- **PROVIDED INFORMATION**
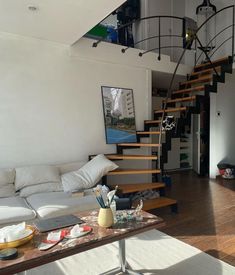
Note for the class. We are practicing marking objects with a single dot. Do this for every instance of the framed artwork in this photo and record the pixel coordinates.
(119, 115)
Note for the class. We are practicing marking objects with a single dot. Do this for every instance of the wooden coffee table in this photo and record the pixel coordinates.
(30, 257)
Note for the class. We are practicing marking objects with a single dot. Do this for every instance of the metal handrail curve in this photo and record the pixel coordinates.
(194, 37)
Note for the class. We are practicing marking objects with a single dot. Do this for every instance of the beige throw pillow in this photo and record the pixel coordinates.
(87, 176)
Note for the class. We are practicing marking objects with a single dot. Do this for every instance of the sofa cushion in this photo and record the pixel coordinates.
(7, 178)
(53, 204)
(41, 188)
(7, 190)
(32, 175)
(87, 176)
(15, 209)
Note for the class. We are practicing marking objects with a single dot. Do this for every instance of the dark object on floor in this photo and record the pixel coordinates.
(167, 180)
(227, 171)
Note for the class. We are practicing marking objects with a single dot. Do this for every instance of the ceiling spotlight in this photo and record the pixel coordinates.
(32, 8)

- **YOUR OBJECTIVE**
Take the lines above from the one holding "of the dark" to the last and output them exactly.

- **EXERCISE RESPONSE**
Note for the class. We are practicing marking objects with a single dot. Do this for every instance of the dark object on floor in this photo and record the pixel coordinates.
(167, 180)
(227, 171)
Note for the class. We are practicing marking objects with a single dot. Do this for every instance of the ceiling spotlight in this photo and record the pixel coordinates.
(32, 8)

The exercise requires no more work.